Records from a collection
* * *

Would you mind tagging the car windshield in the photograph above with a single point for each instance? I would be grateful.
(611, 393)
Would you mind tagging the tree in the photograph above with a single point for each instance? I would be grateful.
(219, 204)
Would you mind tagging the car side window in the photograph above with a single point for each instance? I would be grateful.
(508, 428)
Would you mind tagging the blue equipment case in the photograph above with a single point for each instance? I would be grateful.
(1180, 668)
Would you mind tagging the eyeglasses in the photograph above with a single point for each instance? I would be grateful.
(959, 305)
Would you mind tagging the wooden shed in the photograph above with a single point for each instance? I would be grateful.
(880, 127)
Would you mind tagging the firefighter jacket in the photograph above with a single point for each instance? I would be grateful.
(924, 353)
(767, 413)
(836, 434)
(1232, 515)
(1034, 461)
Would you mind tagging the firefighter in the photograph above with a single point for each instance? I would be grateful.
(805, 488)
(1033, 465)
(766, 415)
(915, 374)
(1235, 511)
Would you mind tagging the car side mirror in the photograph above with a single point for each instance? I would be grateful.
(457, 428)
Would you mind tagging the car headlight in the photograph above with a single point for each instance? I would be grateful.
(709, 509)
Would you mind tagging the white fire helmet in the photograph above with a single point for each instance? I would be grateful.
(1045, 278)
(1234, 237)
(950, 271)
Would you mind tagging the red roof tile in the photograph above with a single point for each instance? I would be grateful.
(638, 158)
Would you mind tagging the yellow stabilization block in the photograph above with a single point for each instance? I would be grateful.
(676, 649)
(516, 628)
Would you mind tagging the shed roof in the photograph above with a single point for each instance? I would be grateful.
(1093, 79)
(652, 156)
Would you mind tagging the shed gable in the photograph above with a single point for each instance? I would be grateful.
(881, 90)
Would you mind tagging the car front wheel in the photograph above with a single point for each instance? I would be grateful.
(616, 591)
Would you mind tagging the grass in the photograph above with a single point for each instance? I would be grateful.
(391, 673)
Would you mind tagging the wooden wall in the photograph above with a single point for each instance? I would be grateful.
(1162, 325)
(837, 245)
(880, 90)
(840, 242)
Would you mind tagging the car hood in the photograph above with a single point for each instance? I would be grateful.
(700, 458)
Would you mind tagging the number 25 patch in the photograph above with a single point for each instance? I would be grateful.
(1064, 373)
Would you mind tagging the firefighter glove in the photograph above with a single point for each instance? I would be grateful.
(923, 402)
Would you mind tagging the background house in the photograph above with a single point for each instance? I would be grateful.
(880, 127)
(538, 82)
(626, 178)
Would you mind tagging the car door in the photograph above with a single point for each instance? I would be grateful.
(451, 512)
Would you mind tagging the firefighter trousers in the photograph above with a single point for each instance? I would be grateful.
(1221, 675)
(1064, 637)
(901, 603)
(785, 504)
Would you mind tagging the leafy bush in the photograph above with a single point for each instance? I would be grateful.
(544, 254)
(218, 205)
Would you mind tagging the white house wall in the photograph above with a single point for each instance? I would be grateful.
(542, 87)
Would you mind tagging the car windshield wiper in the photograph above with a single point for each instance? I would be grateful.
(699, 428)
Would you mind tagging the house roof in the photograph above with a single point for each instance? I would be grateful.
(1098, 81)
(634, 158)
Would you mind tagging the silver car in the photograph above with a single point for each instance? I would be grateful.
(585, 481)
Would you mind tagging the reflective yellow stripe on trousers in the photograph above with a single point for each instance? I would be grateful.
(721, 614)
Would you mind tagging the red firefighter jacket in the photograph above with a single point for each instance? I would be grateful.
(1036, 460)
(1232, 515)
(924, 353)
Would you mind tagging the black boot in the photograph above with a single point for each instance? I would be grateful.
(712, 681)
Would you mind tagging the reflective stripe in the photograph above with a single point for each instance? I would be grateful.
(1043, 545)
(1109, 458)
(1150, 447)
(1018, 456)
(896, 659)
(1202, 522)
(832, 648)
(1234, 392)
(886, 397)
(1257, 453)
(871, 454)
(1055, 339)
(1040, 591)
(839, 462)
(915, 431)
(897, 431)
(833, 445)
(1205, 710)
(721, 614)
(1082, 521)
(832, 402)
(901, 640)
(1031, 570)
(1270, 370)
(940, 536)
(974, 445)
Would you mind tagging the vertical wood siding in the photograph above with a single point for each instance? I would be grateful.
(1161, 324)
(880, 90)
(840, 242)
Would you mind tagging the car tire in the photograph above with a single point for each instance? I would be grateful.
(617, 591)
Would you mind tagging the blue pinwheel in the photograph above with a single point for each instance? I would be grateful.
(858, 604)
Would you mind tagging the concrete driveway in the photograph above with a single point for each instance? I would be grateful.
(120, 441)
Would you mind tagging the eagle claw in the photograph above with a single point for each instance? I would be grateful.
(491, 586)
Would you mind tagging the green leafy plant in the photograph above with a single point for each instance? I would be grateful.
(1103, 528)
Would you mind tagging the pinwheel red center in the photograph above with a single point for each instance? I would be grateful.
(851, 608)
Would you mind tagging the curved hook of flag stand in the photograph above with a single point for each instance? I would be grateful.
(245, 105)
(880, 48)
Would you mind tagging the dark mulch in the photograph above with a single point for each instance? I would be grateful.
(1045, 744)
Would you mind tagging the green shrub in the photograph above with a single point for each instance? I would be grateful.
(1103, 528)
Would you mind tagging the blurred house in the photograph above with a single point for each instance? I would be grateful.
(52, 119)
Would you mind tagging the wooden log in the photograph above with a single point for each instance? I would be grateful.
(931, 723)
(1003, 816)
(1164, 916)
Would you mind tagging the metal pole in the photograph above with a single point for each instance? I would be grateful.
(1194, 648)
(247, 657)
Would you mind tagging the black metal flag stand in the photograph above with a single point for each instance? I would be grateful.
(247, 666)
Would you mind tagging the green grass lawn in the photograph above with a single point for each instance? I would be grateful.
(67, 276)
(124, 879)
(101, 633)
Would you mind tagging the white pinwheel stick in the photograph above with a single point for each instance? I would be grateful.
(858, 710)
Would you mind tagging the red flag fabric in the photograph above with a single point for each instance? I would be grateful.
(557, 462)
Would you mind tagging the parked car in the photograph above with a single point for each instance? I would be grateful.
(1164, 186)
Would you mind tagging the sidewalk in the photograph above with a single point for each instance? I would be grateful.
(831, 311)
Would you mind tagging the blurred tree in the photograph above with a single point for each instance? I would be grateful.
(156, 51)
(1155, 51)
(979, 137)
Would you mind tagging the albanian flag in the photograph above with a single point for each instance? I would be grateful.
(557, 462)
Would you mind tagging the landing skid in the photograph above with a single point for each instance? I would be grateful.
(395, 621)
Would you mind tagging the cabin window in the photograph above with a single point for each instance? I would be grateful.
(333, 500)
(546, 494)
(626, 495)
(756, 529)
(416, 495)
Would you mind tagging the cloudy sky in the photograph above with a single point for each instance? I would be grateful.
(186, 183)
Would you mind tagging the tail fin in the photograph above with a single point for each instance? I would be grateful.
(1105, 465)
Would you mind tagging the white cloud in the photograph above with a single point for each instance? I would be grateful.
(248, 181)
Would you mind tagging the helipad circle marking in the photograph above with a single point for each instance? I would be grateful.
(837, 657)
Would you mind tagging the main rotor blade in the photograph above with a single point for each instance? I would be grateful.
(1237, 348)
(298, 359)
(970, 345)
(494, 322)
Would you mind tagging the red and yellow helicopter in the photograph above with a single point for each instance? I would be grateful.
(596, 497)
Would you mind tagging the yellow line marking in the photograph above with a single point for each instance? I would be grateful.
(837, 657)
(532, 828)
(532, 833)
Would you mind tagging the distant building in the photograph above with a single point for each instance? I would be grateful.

* * *

▶ [Assignment]: The answer must be the complete set of entries, retyped exactly.

▶ [Reply]:
Would you mind tagging the car windshield in the photograph above with a single point for each instance? I would be grateful.
(611, 393)
Would you mind tagging the tree in the photograph above with a single point for each instance? I would be grateful.
(219, 204)
Would you mind tagging the car side window in the photograph above with a single point for each instance? I would be grateful.
(508, 428)
Would you mind tagging the blue equipment case in the photograph above with a single point for each instance? I would be grateful.
(1180, 668)
Would you mind tagging the eyeglasses in the photograph above with a single point for each instance? I would be grateful.
(959, 305)
Would you mind tagging the wooden shed in the photograph above with a single point for each instance? I would be grateful.
(880, 127)
Would you mind tagging the firefighter jacket in the photograph above with a single point for each instance? I would be grateful.
(924, 353)
(767, 413)
(836, 434)
(1232, 515)
(1034, 461)
Would you mind tagging the firefighter in the photograph above with a single point for each instance? I would be grateful.
(805, 488)
(1033, 465)
(766, 415)
(915, 374)
(1235, 511)
Would you mind tagging the car side mirror in the photograph above with a single point for each instance? I would be grateful.
(457, 428)
Would you mind tagging the car headlight in the photograph above with a single point for each instance? I would be grateful.
(709, 509)
Would you mind tagging the white fire helmet in the photograph above with a single point for each instance? I would be grateful.
(1045, 278)
(1234, 237)
(950, 271)
Would you mind tagging the red roof tile in the photograph above with a single point for each instance? I would be grateful.
(638, 158)
Would you mind tagging the yellow stabilization block in the photograph above with a single point for each instance? I would be grateful.
(676, 649)
(516, 628)
Would you mind tagging the shed roof in the photograph above with a single point for each instance? I would be grateful.
(1093, 79)
(652, 156)
Would you mind tagging the shed gable in the photograph above with a single point for each instance? I would be grateful.
(881, 90)
Would you mind tagging the car front wheel in the photograph above with a single point for each instance? I would be grateful.
(616, 591)
Would you mind tagging the grass in the photograph above with a single point for each instance? I would be grateful.
(391, 673)
Would you mind tagging the wooden wall in the photograph above with a single point for each instance? I would be grateful.
(1162, 325)
(837, 245)
(880, 90)
(840, 242)
Would you mind tagging the car hood in the photograph above with a single point for each instance? I would be grateful.
(700, 458)
Would you mind tagging the number 25 patch in the photograph above with a single point for each instance? I would be grateful.
(1064, 373)
Would you mind tagging the firefighter glove in the photograph above with a single point for each instance? I would be grateful.
(923, 402)
Would you mind tagging the background house in the photograph above with a single point for each instance? I would be grateful.
(880, 127)
(538, 82)
(626, 178)
Would you mind tagging the car door in the photograph above with a single point for each instance? I would be grateful.
(451, 512)
Would you mind tagging the firefighter trousers in the photograph above with a single point for each instance? I would be grateful.
(1221, 675)
(1064, 637)
(901, 603)
(785, 504)
Would you mind tagging the leafy bush in the photograph above with a single point for each instance? I would be grateful.
(544, 254)
(218, 205)
Would you mind tagging the white house wall in the photograph above with a single point for each instance? I would be grateful.
(542, 87)
Would you mind tagging the car windshield wiper in the photograph above with a single point for each instance? I would be grateful.
(699, 428)
Would you mind tagging the house roof in the photograph above with a single point for each instance? I would be grateful.
(1098, 81)
(634, 158)
Would you mind tagging the silver car in the photograph above with a single point for each instance? I would be grateful.
(585, 481)
Would you mind tagging the reflective yellow stripe on trousers in the photograph above with a single point for each instance? I would be grateful.
(721, 614)
Would you mind tagging the red firefighter jacket in the photograph above with a single point for each instance? I would be grateful.
(1036, 460)
(1232, 515)
(924, 353)
Would you mind tagging the black boot in the photograph above with a single point for each instance? I would be grateful.
(712, 681)
Would you mind tagging the reflective stripe in the photograph above with a single point for each instance? I would be grateful.
(1043, 545)
(1109, 458)
(1150, 447)
(1018, 456)
(896, 659)
(1202, 522)
(832, 648)
(1234, 392)
(886, 397)
(1257, 453)
(871, 454)
(1055, 339)
(1040, 591)
(839, 462)
(915, 431)
(897, 431)
(833, 445)
(1205, 710)
(721, 614)
(1082, 521)
(832, 402)
(901, 640)
(1031, 570)
(1270, 370)
(940, 536)
(974, 445)
Would you mind tagging the vertical wood siding in the photograph above with a single point for each instance? I would be grateful.
(1161, 324)
(880, 90)
(840, 242)
Would you mind tagging the car tire in the photograph above with a single point for each instance? I would be grateful.
(617, 591)
Would you mind tagging the blue pinwheel in the photograph above with a single point for each instance? I would be grateful.
(858, 604)
Would you mind tagging the concrete driveway in the photograph above with a single point for each instance? I would be grateful.
(120, 441)
Would you mind tagging the eagle claw in the photograph above with a single point for each instance? I would be grateful.
(491, 586)
Would you mind tagging the green leafy plant in the photograph above with a single point for each instance? I would be grateful.
(1103, 528)
Would you mind tagging the pinwheel red center in the photograph above with a single point for each instance? I would be grateful.
(851, 608)
Would you mind tagging the curved hook of flag stand in the photograph above with a single point for each instance? I would be grateful.
(245, 105)
(880, 48)
Would you mind tagging the dark mulch in the photograph above with a single point for each instance? I would be grateful.
(1045, 744)
Would you mind tagging the green shrub in the photograph above with a single point for each instance? I would be grateful.
(1103, 528)
Would you mind tagging the blurred house in the photograph above with a single point for each instance? I would be grateful.
(52, 119)
Would you mind tagging the wooden log in the photograph above with a single point for each instance? I would be grateful.
(931, 723)
(1003, 816)
(1164, 916)
Would you mind tagging the metal pole in the photograph above with a single point for each instance? I would be grateful.
(1194, 648)
(247, 657)
Would you mind tagging the black metal flag stand in the photograph above with a single point for each instance? I would be grateful.
(247, 666)
Would you mind tagging the green grass lawn in the photograph above with a single point for each instance? I would be grateful.
(67, 276)
(124, 879)
(101, 633)
Would you mind tagging the white pinwheel stick in the photograph above with a single point for each instance? I would be grateful.
(858, 710)
Would you mind tagging the red flag fabric in the photograph above with a single point for each instance? I would be grateful.
(557, 462)
Would you mind tagging the parked car in the photograph above with a single point for each instance? I would be grateful.
(1164, 186)
Would you mind tagging the sidewalk in the photograph above with a single point for each instance? I would be grateful.
(831, 311)
Would you mind tagging the blurred tree in the photograph above with a single point for each instance? I would be grateful.
(156, 51)
(1155, 51)
(979, 137)
Would you mind tagging the albanian flag in the photograph above with a single point for each instance? I would be grateful.
(557, 462)
Would you mind tagging the landing skid in the photograph above with a single point for each instance? I would be grateful.
(395, 621)
Would you mind tagging the cabin window in the photograph above with a single point for each instance? I would be grateful.
(333, 500)
(546, 494)
(626, 495)
(756, 529)
(416, 495)
Would you mind tagging the cloudy sky in the photograph above with a single point for each instance? I would be grateful.
(186, 183)
Would you mind tagging the tail fin in the photograph above with a single point for each instance? I would be grateful.
(1105, 465)
Would you mind tagging the white cloud in the photograph above with a single point for each instance? I would be grateful.
(248, 181)
Would you mind tagging the helipad circle marking in the photograph above with a single point for each instance? I would be grateful.
(837, 657)
Would you mind tagging the main rotor blade in the photograph above with a single point for each instance? I would be grateful.
(1237, 348)
(298, 359)
(970, 345)
(494, 322)
Would you mind tagging the red and yellow helicopter in the photograph above with a single point for each instance? I would be grateful.
(596, 497)
Would you mind tagging the yellow line marking in the photograph above with a single point for each instance? I would be grateful.
(837, 657)
(532, 828)
(532, 833)
Would you mind tagging the distant building in the photograph above with a single point for each instance? I would be grateful.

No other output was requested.